[Exercise]: Render the entries below as a Markdown table with the columns Row and Text. Start with the first line and go on through the line containing "Please outline every instance of the blue", numbering each line and leaving out blank lines.

[Excerpted data]:
○ ○ ○ ○

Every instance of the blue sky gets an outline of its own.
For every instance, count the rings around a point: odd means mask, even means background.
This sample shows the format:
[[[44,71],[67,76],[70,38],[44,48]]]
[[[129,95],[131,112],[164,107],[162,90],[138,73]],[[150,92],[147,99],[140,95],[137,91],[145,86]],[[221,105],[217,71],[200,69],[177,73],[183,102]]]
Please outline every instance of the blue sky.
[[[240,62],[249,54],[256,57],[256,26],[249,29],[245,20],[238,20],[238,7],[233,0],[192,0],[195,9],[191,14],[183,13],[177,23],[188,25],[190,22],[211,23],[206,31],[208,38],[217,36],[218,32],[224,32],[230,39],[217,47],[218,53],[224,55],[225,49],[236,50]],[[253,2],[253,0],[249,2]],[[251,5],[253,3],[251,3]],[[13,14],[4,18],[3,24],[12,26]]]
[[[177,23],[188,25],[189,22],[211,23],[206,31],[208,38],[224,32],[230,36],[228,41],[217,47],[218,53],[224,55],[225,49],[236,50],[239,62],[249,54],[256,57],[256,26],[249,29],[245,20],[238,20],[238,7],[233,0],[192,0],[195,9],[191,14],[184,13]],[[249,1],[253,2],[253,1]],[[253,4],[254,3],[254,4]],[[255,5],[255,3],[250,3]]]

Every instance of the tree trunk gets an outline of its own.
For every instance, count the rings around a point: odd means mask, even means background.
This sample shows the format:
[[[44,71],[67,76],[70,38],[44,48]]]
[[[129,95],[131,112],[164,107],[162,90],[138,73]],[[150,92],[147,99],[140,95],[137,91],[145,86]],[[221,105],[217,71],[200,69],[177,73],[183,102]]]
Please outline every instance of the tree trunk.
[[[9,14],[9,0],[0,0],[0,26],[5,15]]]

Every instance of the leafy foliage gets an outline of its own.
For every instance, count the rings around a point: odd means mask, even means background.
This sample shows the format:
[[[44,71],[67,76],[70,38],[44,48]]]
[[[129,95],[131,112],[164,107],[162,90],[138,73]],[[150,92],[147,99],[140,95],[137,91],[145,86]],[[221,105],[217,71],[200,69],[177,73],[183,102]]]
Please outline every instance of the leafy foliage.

○ ○ ○ ○

[Result below]:
| Row | Text |
|---|---|
| 1 | Every instance of the blue sky gets an outline of its own. |
| 2 | For every instance, count the rings around a point: odd means mask, even means background. |
| 3 | This sample shows the format: |
| 4 | [[[44,71],[67,76],[70,38],[44,48]]] |
| 5 | [[[129,95],[131,112],[164,107],[162,90],[138,73]],[[150,92],[147,99],[140,95],[137,91],[145,86]],[[221,105],[217,71],[200,69],[177,73],[183,102]]] |
| 6 | Please outline every instance of the blue sky. |